BUTIR TUGAS A
Jawab pertanyaan berikut berdasarkan artikel tentang utang Indonesia.
(i) Berapa utang tertinggi yang pernah dibayarkan Pemerintah, dan pada tahun berapa?
(ii) Berapa rasio utang terhadap PDB per April 2023?
(iii) Berapa persen rasio utang China yang disebut dalam artikel?
BUTIR TUGAS B
Salin persis bagian artikel tentang utang Indonesia dari "INIKATA.co.id – Staf" sampai "fakta-fakta di sekitarnya.".

Bantah Pernyataan Jusuf Kalla, Prastowo Beberkan 10 Fakta Soal Utang Indonesia

INIKATA.co.id – Staf Khusus Menteri Keuangan (Kemenkeu) Yustinus Prastowo membeberkan sepuluh fakta soal utang Indonesia yang sering disebut-sebut oleh mantan wakil presiden Jusuf Kalla. Hal ini ia jelaskan lantaran apa yang disampaikan Jusuf Kalla sengaja mengabaikan fakta-fakta di sekitarnya.

“Sepuluh Fakta Keras tentang Utang Indonesia! Ini sekaligus tanggapan untuk Pak @Pak_JK dan mereka yang sering membahas nominal utang tapi sengaja mengabaikan fakta di sekitarnya. Saya kupas tuntas di Hari Lahir Pancasila!,” kata Yustinus dalam akun Twitter resminya @prastow, Kamis (1/6).

Fakta pertama, Yustinus menjelaskan bahwa Pemerinta Indonesia tidak mengeluarkan Rp 1.000 triliun per tahun untuk membayar utang. Sebagaimana dijelaskan Menkeu Sri Mulyani, paling penting saat ini adalah Pemerintah dapat membayar utang yang jatuh tempo. Selain itu, Menkeu menilai bahwa beban utang hingga saat ini juga dinilai masih terjaga.

Dalam pembayaran pokok dan bunga utang, Pemerintah sangat berhati-hati dan terukur agar kemampuan bayar dan kesinambungan fiskal tetap terjaga. “Berikut datanya. Transparan tiada yang perlu ditutupi, sudah diaudit BPK,” imbuhnya.

Melalui gambar yang diunggah Yustinus, terlihat bahwa paling tinggi utang yang pernah dibayarkan Pemerintah sebesar Rp 902,37 triliun yakni pada tahun 2021. Adapun tahun-tahun sebelumnya berada di bawahnya, berkisar dari Rp 566,78 triliun pada tahun 2017 dan sebesar Rp 837,91 triliun pada tahun 2019.

Fakta kedua, rasio utang terhadap Produk Domestik Bruto (PDB) per April 2023 turun menjadi 39,17 persen dari 39,57 persen pada Desember 2022. Kebijakan countercyclical penanganan C-19 dan pemulihan ekonomi membuat rasio utang meningkat, pada 2020 sebesar 39,4 persen terhadap PDB dan 2021 meningkat 40,7 persen terhadap PDB.

“Kemampuan recovery yang baik membuat ekonomi Indonesia mampu bangkit, sekaligus menurunkan debt ratio. Pada 2021, rasio utang Indonesia sebesar 40,7 persen jauh di bawah rerata emerging market. China bahkan menyentuh 71,5 persen,” jelasnya.

Fakta ketiga bahwa Pemerintah Indonesia patuh pada fiscal rule dengan konsekuesinya kenaikan PDB Indonesia lebih besar daripada utang. Hal itu terjadi di saat mayoritas negara ASEAN dan G20 mengalami kenaikan utang yang lebih tinggi daripada PDB.

DATA TERDAFTAR
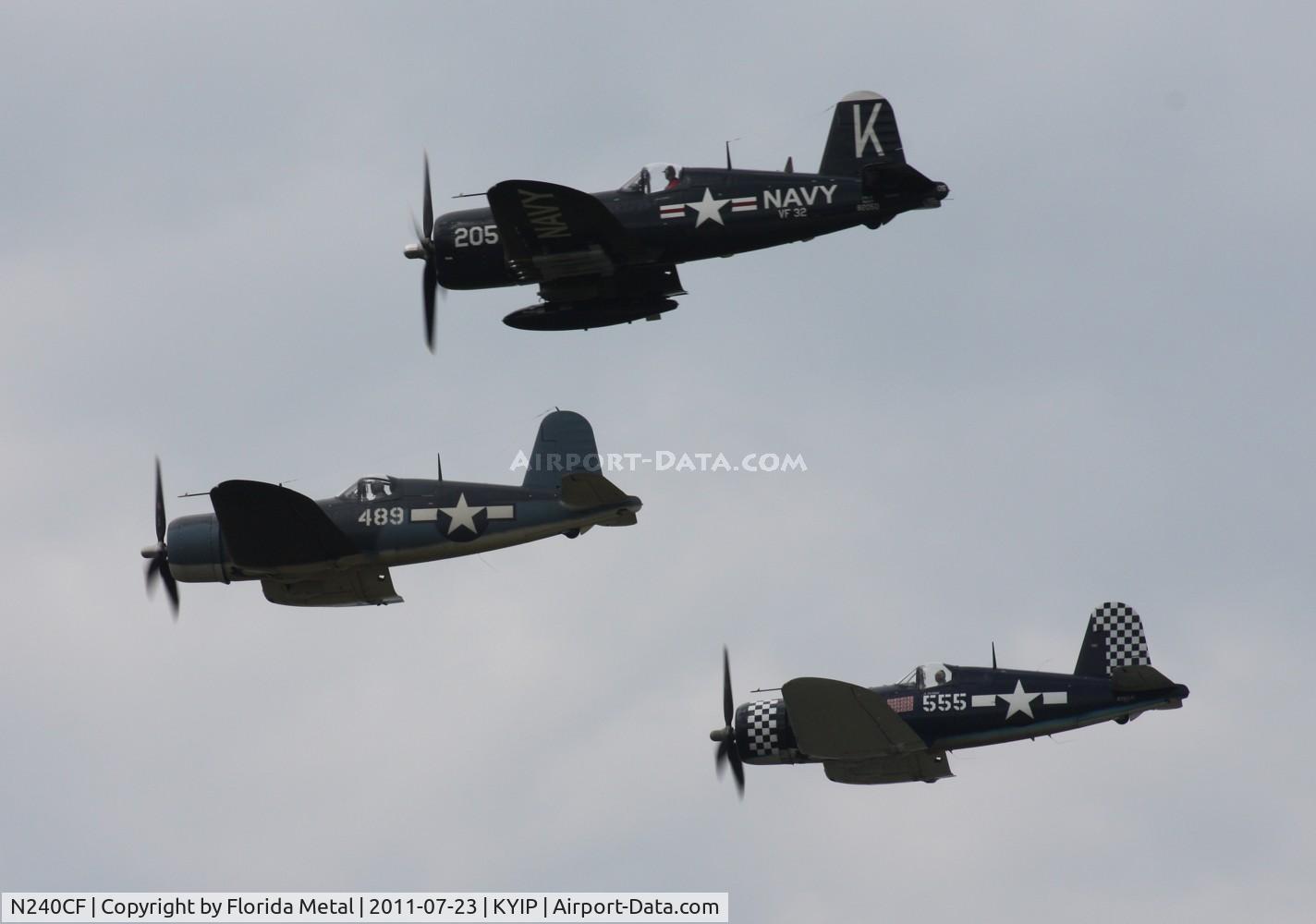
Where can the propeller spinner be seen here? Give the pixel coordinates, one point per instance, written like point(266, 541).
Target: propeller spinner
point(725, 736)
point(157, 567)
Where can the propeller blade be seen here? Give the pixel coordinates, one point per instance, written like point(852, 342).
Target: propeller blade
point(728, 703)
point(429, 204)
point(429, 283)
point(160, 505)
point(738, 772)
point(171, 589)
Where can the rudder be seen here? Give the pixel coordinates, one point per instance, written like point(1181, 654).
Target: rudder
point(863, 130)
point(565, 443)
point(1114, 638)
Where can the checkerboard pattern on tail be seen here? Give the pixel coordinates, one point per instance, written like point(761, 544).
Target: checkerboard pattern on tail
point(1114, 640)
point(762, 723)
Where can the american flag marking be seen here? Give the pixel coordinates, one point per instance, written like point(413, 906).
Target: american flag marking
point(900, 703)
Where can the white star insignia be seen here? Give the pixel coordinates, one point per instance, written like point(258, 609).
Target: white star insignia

JAWABAN LATIHAN A
(i) Rp 902,37 triliun, pada tahun 2021.
(ii) 39,17 persen.
(iii) 71,5 persen.

JAWABAN LATIHAN B
INIKATA.co.id – Staf Khusus Menteri Keuangan (Kemenkeu) Yustinus Prastowo membeberkan sepuluh fakta soal utang Indonesia yang sering disebut-sebut oleh mantan wakil presiden Jusuf Kalla. Hal ini ia jelaskan lantaran apa yang disampaikan Jusuf Kalla sengaja mengabaikan fakta-fakta di sekitarnya.